Write out, character for character, the line containing "Find the man in" and all lines after it up to the end of the listing.

DATA IN THIS EXERCISE:

━━━━━━━━━━━━━━━━━━━━━━━━━━━━━━

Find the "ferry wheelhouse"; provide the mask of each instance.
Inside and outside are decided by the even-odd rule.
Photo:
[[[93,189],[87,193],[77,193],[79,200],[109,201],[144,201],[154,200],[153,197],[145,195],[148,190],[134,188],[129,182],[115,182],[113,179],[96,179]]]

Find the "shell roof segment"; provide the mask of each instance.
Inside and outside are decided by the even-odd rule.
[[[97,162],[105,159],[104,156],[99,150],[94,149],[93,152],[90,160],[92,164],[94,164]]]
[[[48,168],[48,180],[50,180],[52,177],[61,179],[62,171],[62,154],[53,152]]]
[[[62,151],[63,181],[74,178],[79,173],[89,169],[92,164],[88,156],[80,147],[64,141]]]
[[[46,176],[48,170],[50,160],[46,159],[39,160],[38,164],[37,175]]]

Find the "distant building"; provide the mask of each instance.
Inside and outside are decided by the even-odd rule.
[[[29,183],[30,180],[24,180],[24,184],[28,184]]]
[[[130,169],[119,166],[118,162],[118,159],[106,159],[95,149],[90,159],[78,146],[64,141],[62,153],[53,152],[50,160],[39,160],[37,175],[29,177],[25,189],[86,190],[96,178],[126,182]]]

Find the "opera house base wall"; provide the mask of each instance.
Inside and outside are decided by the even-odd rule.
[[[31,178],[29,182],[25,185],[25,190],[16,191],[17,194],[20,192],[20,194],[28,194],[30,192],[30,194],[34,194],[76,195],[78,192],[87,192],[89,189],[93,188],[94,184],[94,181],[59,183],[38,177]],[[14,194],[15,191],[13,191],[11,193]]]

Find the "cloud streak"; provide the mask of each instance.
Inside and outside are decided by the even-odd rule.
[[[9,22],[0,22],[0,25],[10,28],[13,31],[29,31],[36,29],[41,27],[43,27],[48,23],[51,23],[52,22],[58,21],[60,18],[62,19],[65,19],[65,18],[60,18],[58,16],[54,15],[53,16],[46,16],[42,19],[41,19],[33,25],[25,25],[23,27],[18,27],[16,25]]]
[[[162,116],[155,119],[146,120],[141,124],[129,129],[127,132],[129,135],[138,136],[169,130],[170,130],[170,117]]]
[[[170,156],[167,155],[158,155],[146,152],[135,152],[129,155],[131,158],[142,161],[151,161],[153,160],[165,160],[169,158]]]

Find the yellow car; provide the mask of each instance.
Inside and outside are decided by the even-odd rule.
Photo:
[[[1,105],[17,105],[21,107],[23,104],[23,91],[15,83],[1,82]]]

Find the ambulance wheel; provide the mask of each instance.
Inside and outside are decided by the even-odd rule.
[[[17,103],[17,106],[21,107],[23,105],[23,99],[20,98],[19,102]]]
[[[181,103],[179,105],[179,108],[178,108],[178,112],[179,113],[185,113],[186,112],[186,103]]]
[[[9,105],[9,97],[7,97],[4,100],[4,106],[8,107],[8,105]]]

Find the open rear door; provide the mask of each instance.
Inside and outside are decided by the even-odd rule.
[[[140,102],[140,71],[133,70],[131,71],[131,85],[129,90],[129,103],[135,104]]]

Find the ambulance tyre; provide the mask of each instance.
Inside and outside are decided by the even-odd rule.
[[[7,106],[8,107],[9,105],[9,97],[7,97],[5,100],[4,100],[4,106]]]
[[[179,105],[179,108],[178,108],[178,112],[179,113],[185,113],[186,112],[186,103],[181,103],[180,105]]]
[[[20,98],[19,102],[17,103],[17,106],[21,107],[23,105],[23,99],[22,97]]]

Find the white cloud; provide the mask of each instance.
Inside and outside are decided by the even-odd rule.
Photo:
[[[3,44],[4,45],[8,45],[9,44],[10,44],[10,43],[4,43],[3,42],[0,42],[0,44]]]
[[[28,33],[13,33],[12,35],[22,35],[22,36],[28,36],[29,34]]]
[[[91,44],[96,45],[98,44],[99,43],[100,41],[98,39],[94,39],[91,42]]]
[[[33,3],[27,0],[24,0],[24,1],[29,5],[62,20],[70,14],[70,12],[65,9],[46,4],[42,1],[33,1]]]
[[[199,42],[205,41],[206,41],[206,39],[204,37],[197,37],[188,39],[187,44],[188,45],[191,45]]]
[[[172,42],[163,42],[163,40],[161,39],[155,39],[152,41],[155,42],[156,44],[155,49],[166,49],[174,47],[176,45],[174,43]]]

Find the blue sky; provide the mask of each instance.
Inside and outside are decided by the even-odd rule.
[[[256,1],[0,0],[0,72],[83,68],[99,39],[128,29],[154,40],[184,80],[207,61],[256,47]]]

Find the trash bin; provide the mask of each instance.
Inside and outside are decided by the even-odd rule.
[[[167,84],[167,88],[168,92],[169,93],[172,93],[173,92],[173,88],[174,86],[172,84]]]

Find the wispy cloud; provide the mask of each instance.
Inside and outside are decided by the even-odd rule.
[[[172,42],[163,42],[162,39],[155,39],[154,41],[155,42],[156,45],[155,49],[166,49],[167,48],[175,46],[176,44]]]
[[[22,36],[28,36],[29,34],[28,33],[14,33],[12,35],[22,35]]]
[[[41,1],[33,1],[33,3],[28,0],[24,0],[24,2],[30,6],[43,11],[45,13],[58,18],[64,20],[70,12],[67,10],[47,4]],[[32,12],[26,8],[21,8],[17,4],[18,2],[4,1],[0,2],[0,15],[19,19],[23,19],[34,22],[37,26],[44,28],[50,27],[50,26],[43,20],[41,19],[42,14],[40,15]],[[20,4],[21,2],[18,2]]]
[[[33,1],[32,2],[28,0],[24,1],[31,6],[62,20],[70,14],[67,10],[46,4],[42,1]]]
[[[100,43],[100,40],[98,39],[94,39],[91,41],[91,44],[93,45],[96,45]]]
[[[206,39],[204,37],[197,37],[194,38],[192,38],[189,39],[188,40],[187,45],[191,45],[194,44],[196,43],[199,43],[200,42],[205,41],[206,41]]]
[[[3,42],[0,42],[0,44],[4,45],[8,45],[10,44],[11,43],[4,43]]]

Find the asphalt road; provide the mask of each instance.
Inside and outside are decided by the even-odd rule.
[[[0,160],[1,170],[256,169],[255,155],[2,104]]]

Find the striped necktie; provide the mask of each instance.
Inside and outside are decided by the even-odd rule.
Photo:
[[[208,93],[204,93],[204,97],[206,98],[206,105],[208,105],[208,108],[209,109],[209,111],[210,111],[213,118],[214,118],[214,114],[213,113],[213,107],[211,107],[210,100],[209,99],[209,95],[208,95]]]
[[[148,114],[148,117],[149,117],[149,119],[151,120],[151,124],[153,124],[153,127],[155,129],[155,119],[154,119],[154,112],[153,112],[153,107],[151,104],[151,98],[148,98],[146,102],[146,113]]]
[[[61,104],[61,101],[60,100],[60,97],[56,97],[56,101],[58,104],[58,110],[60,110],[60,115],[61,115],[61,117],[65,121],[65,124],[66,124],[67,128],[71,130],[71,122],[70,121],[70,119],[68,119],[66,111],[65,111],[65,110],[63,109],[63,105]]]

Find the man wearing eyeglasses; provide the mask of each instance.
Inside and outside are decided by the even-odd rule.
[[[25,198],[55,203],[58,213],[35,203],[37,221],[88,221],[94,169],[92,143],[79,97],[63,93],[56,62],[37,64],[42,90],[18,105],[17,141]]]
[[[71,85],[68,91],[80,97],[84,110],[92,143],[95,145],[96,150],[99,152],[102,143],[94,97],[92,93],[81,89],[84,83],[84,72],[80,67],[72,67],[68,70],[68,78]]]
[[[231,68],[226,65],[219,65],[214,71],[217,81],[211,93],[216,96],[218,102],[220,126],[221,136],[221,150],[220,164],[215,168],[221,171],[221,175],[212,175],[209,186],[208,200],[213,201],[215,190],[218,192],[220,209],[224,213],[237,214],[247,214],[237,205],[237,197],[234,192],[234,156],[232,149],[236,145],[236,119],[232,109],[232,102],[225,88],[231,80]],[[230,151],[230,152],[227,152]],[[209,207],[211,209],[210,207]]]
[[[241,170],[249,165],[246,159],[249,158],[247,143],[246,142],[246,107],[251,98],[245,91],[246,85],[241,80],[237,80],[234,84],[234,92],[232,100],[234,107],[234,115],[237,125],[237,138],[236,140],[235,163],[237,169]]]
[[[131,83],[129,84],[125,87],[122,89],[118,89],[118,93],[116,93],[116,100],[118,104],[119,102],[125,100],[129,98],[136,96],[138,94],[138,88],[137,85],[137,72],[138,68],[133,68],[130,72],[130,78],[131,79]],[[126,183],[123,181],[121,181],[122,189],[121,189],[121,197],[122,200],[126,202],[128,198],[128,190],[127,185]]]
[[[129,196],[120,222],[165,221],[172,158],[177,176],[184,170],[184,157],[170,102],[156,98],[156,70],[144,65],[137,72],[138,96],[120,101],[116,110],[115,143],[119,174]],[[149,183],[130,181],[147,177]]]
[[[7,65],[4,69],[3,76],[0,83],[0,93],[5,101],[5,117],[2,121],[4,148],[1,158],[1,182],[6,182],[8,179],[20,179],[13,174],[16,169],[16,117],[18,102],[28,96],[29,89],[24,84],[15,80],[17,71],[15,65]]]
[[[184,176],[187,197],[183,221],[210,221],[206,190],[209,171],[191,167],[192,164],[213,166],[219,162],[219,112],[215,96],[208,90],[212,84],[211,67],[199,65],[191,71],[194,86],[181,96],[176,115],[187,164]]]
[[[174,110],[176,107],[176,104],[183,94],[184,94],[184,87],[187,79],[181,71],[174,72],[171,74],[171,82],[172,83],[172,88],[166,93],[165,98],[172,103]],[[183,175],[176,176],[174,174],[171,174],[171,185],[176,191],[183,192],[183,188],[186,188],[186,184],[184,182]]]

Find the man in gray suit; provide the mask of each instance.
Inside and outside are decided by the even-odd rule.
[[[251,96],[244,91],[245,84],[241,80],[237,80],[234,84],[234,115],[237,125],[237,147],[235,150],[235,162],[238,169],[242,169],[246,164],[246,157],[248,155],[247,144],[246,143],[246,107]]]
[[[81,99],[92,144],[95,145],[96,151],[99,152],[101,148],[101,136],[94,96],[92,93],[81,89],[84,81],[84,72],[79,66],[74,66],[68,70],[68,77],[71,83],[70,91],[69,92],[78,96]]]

━━━━━━━━━━━━━━━━━━━━━━━━━━━━━━

TASK OUTPUT:
Find the man in gray suit; provide the mask of each instance.
Inside and outside are decided by the even-odd rule.
[[[251,96],[244,91],[245,84],[241,80],[237,80],[234,84],[234,115],[237,125],[237,147],[235,150],[235,162],[238,169],[242,169],[246,164],[246,157],[248,155],[247,144],[246,143],[246,107]]]
[[[81,99],[92,144],[95,145],[96,151],[99,152],[101,148],[101,136],[94,96],[92,93],[81,89],[84,81],[84,72],[79,66],[74,66],[68,70],[68,77],[71,83],[70,91],[69,92],[78,96]]]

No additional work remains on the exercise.